WORK ITEM:
Every line holding "hand" should be copied from the records below.

(Image point grounding data)
☆ ☆ ☆ ☆ ☆

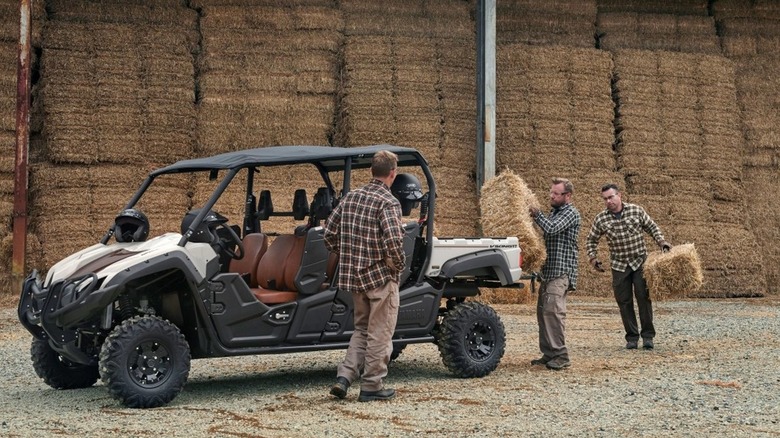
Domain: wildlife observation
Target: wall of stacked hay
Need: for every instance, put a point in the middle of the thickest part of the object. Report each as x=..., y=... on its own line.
x=677, y=102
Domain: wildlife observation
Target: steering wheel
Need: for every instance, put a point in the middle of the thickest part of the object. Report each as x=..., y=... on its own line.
x=231, y=240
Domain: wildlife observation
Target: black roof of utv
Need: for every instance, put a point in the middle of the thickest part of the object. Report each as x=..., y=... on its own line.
x=331, y=158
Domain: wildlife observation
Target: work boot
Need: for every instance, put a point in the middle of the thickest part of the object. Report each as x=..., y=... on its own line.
x=382, y=394
x=558, y=364
x=339, y=389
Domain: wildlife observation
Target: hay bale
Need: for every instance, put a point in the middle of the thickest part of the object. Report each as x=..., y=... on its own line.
x=504, y=207
x=674, y=274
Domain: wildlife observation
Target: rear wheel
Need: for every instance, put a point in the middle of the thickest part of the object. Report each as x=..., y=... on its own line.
x=471, y=340
x=145, y=362
x=57, y=371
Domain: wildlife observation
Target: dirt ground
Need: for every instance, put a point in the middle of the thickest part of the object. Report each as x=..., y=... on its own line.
x=714, y=372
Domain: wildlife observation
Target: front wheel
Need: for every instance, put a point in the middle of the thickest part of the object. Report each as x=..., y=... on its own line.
x=145, y=362
x=471, y=340
x=57, y=371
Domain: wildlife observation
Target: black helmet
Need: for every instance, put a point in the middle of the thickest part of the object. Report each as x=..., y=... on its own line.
x=406, y=187
x=131, y=225
x=203, y=232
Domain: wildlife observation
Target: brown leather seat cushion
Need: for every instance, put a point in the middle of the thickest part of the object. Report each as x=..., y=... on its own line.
x=255, y=246
x=277, y=270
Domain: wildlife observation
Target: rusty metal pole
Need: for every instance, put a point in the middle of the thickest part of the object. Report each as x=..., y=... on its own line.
x=22, y=145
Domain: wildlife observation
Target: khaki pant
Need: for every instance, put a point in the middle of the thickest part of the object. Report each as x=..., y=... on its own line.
x=376, y=314
x=627, y=285
x=551, y=316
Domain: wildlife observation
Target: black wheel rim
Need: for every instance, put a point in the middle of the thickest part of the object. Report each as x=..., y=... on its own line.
x=149, y=364
x=480, y=341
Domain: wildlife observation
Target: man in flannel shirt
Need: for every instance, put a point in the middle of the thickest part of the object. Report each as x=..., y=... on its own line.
x=366, y=232
x=559, y=273
x=623, y=224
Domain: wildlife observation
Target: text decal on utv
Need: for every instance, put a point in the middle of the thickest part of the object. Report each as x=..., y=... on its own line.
x=133, y=310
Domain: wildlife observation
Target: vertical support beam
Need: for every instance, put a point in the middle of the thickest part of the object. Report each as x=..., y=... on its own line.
x=486, y=91
x=480, y=140
x=22, y=145
x=490, y=90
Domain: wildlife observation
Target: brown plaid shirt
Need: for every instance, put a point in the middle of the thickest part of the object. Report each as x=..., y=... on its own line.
x=365, y=230
x=624, y=236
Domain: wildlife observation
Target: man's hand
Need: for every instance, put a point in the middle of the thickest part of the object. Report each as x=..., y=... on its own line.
x=597, y=264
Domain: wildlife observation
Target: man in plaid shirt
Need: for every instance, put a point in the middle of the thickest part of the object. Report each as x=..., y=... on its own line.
x=623, y=224
x=559, y=273
x=366, y=232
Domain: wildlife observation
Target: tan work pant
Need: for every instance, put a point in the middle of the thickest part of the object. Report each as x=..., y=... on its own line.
x=551, y=316
x=376, y=314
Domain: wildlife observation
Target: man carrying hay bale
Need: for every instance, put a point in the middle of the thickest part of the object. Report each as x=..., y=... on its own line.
x=559, y=272
x=623, y=223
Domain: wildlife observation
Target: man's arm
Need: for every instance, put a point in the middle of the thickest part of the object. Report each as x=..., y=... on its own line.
x=592, y=240
x=393, y=235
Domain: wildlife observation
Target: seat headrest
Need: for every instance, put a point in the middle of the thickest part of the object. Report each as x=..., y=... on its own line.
x=322, y=204
x=300, y=205
x=265, y=207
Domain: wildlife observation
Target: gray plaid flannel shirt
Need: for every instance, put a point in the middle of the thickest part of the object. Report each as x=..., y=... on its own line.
x=561, y=228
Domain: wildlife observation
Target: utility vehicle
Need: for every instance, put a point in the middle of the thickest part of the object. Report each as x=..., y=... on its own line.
x=133, y=310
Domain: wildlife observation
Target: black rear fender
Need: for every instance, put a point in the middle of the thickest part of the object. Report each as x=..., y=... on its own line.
x=488, y=264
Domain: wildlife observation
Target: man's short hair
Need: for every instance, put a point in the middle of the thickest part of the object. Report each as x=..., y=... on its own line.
x=383, y=163
x=612, y=186
x=568, y=187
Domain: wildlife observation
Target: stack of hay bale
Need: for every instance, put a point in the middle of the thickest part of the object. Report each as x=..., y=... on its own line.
x=751, y=38
x=678, y=137
x=117, y=100
x=9, y=51
x=653, y=31
x=267, y=76
x=748, y=28
x=556, y=121
x=410, y=80
x=538, y=22
x=677, y=7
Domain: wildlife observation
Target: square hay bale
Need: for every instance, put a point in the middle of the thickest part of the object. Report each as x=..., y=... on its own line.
x=674, y=274
x=504, y=206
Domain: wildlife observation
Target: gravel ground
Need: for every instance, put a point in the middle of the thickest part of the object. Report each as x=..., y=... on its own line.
x=715, y=371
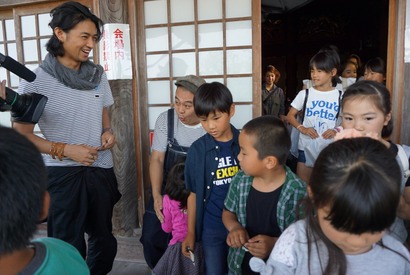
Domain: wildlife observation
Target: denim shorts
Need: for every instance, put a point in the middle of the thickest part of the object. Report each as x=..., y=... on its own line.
x=301, y=156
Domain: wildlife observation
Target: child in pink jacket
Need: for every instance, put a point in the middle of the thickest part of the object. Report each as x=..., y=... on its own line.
x=176, y=222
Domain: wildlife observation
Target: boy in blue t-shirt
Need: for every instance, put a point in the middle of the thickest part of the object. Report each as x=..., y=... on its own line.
x=263, y=198
x=23, y=203
x=210, y=165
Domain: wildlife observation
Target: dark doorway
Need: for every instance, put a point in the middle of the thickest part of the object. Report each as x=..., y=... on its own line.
x=290, y=38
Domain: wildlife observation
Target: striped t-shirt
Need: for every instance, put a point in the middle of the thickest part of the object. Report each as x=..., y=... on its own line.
x=71, y=116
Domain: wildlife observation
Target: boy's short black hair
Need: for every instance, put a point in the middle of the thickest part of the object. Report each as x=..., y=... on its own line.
x=212, y=97
x=67, y=16
x=271, y=137
x=23, y=182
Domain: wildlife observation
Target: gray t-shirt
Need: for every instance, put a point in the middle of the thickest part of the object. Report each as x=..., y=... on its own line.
x=290, y=256
x=184, y=134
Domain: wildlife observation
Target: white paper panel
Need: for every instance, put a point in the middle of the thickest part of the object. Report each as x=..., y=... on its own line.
x=239, y=33
x=153, y=113
x=158, y=92
x=30, y=50
x=10, y=32
x=209, y=9
x=241, y=88
x=43, y=20
x=28, y=26
x=183, y=64
x=210, y=35
x=183, y=37
x=157, y=65
x=238, y=8
x=211, y=63
x=156, y=39
x=239, y=61
x=182, y=11
x=155, y=12
x=243, y=113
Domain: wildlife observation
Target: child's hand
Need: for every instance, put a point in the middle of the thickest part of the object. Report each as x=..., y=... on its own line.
x=329, y=134
x=237, y=237
x=353, y=133
x=311, y=132
x=261, y=246
x=107, y=141
x=189, y=241
x=158, y=208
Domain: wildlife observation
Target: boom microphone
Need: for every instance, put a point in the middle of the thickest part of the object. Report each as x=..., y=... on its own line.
x=15, y=67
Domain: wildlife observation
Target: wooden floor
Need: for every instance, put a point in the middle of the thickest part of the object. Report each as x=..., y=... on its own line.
x=129, y=268
x=129, y=259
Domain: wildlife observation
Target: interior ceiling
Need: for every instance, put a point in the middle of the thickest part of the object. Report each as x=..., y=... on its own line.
x=282, y=6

☆ ☆ ☆ ☆ ☆

RESULT OF THIS EXERCISE:
Target: man's hand
Target: child's hand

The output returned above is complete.